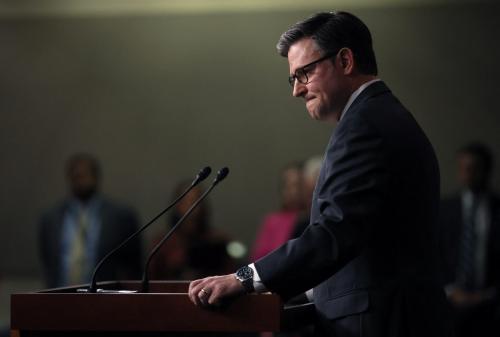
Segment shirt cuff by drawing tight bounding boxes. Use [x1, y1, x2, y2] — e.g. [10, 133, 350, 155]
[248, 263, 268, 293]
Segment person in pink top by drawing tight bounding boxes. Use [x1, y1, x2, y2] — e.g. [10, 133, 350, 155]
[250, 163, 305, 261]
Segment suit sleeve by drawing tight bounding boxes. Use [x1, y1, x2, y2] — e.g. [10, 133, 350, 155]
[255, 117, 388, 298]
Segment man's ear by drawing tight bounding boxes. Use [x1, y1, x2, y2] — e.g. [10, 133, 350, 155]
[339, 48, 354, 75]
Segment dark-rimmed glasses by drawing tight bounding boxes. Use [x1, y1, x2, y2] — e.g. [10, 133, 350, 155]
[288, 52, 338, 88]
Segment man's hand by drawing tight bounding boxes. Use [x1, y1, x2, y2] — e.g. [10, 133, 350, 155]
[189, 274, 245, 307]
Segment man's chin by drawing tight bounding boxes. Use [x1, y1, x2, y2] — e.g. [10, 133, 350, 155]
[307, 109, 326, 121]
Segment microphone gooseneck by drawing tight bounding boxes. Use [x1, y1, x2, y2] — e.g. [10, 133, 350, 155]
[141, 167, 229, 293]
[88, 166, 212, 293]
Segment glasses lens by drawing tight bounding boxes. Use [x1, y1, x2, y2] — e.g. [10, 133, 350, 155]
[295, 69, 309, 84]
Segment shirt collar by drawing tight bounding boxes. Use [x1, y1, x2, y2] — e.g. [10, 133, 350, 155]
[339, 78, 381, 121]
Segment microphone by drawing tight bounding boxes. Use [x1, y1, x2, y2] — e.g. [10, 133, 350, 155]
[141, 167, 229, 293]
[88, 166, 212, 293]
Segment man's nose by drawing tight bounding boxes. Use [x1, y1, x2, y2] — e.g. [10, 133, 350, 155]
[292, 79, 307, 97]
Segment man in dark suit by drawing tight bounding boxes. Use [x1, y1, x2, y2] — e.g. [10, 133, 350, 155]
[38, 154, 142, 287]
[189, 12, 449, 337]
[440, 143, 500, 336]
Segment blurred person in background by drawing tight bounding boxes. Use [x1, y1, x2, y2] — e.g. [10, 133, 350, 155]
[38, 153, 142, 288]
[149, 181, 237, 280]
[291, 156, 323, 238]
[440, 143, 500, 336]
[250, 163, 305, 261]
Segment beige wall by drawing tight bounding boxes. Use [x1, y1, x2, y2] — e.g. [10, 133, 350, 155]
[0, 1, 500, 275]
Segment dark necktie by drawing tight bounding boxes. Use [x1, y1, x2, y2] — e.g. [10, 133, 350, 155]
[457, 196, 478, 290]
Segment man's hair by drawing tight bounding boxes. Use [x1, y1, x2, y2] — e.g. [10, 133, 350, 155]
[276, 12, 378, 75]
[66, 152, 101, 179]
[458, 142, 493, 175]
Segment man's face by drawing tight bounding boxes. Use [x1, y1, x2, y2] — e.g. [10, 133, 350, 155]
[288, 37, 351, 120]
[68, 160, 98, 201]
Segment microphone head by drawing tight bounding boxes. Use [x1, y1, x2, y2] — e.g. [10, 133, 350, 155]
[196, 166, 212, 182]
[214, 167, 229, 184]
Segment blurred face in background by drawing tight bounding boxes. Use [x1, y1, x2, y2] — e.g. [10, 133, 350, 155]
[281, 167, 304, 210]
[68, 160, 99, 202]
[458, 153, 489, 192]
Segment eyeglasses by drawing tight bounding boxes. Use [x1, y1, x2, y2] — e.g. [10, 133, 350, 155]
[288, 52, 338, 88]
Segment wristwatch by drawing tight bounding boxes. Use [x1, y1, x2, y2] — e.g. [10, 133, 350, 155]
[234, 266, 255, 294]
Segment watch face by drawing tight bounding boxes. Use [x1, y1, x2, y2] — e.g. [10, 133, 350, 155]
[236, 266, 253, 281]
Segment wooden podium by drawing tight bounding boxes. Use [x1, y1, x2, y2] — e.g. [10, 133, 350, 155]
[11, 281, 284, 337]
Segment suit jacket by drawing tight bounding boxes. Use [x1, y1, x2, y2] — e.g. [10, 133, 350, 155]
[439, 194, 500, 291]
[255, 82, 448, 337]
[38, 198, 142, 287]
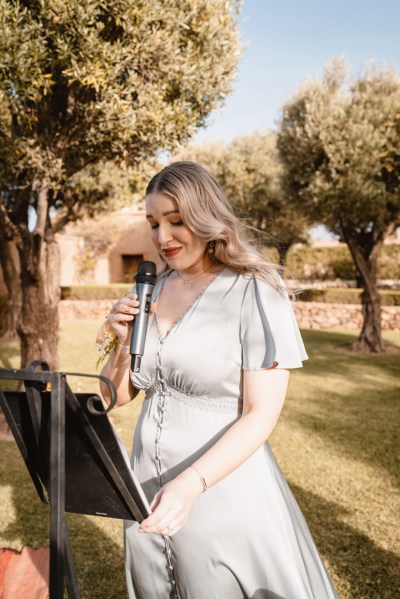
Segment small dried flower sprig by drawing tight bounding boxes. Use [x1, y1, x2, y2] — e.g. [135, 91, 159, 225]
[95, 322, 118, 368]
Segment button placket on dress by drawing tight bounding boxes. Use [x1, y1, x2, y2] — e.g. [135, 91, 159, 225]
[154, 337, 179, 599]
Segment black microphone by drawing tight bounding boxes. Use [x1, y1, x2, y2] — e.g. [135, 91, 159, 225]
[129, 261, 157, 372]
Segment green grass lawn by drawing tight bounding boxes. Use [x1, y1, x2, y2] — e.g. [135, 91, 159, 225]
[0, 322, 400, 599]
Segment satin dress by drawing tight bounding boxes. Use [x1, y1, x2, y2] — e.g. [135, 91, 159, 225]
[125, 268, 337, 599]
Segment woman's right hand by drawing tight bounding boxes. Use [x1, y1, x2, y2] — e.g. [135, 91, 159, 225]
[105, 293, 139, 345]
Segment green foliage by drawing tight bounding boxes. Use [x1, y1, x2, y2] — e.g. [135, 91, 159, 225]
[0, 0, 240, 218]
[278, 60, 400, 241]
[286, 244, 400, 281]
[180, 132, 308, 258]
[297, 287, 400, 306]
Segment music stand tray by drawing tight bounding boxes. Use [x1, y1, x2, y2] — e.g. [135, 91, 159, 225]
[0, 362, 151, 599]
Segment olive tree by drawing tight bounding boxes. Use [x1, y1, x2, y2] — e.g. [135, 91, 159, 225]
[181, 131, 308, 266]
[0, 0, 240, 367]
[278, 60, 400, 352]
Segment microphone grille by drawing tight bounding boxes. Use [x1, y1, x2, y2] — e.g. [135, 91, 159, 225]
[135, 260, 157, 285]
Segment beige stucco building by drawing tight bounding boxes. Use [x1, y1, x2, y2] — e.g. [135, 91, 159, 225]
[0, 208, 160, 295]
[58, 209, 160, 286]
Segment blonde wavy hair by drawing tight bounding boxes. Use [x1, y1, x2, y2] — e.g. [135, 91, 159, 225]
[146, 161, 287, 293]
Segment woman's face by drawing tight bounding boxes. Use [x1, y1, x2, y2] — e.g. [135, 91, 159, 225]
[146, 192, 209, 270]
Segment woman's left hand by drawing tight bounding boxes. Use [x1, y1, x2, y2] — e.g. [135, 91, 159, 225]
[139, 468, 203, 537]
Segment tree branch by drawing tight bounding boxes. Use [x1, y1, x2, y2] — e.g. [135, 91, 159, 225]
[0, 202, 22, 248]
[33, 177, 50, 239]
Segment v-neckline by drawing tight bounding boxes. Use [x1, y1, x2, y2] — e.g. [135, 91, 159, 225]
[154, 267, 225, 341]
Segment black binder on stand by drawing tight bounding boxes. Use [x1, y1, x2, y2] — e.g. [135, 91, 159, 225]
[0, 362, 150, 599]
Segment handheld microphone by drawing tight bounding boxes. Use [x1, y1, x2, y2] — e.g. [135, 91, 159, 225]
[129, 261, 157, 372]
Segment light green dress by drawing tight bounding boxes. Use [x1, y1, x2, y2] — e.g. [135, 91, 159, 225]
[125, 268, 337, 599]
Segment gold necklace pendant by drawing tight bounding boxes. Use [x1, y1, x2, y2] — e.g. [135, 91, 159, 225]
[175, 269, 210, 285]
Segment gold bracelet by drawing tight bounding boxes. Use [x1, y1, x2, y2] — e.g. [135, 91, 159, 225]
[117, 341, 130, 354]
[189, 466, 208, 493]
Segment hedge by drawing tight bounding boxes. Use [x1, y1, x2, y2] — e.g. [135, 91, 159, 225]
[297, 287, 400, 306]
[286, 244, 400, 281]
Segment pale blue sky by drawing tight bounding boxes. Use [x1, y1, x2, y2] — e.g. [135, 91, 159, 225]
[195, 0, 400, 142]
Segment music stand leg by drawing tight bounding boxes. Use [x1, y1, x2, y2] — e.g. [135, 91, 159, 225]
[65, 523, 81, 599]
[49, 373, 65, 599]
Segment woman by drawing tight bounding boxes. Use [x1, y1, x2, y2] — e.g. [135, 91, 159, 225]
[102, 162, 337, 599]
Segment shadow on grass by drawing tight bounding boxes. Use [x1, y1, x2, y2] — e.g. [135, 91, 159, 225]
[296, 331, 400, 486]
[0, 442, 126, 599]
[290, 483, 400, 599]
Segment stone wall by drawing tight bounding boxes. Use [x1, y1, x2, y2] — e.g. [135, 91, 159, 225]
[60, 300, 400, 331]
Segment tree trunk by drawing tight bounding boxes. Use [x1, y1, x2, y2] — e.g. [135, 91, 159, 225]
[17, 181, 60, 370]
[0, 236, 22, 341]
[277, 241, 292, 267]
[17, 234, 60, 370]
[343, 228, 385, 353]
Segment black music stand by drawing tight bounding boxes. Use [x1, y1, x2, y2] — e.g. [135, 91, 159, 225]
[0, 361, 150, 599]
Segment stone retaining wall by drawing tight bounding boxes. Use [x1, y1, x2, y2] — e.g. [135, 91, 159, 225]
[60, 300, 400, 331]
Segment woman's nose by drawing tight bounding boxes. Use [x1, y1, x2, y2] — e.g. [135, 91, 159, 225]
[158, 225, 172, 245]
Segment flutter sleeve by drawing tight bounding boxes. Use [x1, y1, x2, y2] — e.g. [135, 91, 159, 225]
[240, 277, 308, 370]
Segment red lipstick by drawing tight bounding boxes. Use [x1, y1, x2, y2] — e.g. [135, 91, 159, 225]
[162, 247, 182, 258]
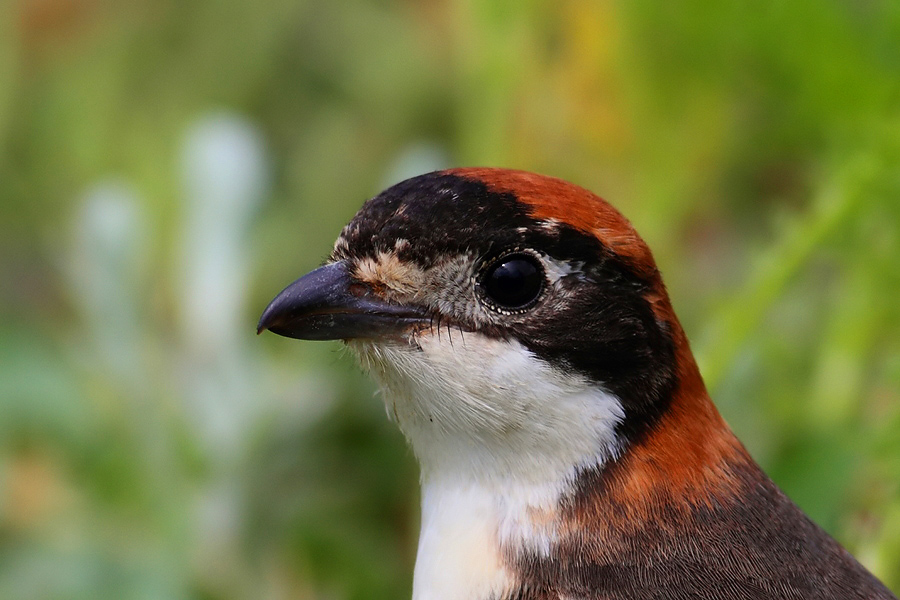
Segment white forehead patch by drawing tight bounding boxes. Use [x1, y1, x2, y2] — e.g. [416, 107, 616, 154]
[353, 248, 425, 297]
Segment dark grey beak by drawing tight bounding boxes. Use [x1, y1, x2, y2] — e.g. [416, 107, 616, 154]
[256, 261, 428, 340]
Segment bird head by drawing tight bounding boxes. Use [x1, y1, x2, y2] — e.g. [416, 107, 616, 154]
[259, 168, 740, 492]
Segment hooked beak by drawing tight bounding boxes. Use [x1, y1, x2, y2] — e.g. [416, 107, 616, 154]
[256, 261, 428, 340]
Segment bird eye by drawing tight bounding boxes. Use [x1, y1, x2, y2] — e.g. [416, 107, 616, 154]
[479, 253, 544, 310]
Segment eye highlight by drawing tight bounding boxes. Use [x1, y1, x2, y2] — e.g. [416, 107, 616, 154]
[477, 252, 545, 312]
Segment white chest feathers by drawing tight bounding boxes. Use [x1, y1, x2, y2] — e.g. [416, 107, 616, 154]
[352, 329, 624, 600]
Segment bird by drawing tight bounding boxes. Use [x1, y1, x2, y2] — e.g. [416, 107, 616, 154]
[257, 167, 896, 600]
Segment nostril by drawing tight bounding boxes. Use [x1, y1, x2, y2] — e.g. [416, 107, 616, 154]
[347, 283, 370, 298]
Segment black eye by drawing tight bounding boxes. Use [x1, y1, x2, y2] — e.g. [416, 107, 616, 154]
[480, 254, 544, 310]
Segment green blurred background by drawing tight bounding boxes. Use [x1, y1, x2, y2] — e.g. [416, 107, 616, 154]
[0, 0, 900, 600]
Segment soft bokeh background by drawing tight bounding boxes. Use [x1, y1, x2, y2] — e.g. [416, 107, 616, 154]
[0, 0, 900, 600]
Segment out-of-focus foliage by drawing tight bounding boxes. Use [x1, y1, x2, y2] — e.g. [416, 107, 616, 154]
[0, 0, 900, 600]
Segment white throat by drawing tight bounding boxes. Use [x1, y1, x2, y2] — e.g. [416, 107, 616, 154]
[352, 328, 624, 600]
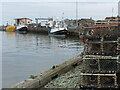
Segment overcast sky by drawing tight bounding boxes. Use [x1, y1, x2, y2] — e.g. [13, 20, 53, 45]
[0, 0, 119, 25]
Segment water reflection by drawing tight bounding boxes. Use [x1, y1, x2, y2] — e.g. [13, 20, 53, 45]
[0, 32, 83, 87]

### [Instruction]
Rewrite the data from the line with "Segment small dried" up to and including the line with "[146, 192, 209, 270]", replacing "microphone" with "mic" and leaving everything else as it is.

### [Response to this task]
Segment small dried flower sprig by drawing tight bounding boxes. Use [x1, y1, x2, y2] — e.g. [135, 91, 159, 225]
[95, 322, 118, 368]
Segment button placket on dress by drawing tight bounding boxes. Use [x1, y1, x2, y2] — e.g. [135, 91, 159, 225]
[154, 337, 179, 599]
Segment black mic by drawing tight bounding boxes. Use [x1, y1, x2, y2] — e.g. [135, 91, 159, 225]
[129, 261, 157, 372]
Segment green grass lawn by drawing tight bounding boxes. Use [x1, y1, x2, y2] — e.g. [135, 91, 159, 225]
[0, 322, 400, 599]
Segment satin dress by drawing tight bounding boxes. Use [x1, y1, x2, y2] — e.g. [135, 91, 159, 225]
[125, 268, 337, 599]
Segment woman's right hand by drawing tight bounding boxes. Use [x1, y1, x2, y2] — e.g. [135, 91, 159, 225]
[105, 293, 139, 345]
Segment green foliage by drawing tight bounding boxes. Use [x1, y1, x2, y2] — e.g. [135, 91, 159, 225]
[0, 0, 240, 218]
[278, 60, 400, 241]
[286, 244, 400, 281]
[180, 132, 308, 258]
[297, 287, 400, 306]
Segment music stand tray by drawing tight bounding boxes. Use [x1, y1, x2, y2] — e.g. [135, 91, 159, 225]
[0, 362, 151, 599]
Segment olive tree by drawing tight bounding boxes. Use [x1, y1, x2, y2] — e.g. [135, 91, 159, 225]
[181, 131, 308, 266]
[0, 0, 240, 367]
[278, 60, 400, 352]
Segment mic grille by drawing tight bounding boxes. Use [x1, y1, x2, y2] — e.g. [135, 91, 159, 225]
[135, 260, 157, 285]
Segment beige stucco building by drawing tight bounding boxes. Use [x1, y1, x2, y2] — e.g. [135, 91, 159, 225]
[0, 208, 160, 295]
[58, 209, 160, 286]
Segment blonde wavy hair by drawing tight bounding boxes. Use [x1, y1, x2, y2] — e.g. [135, 91, 159, 225]
[146, 161, 287, 293]
Segment woman's face by drawing tight bounding boxes. Use [x1, y1, x2, y2] — e.g. [135, 91, 159, 225]
[146, 192, 209, 270]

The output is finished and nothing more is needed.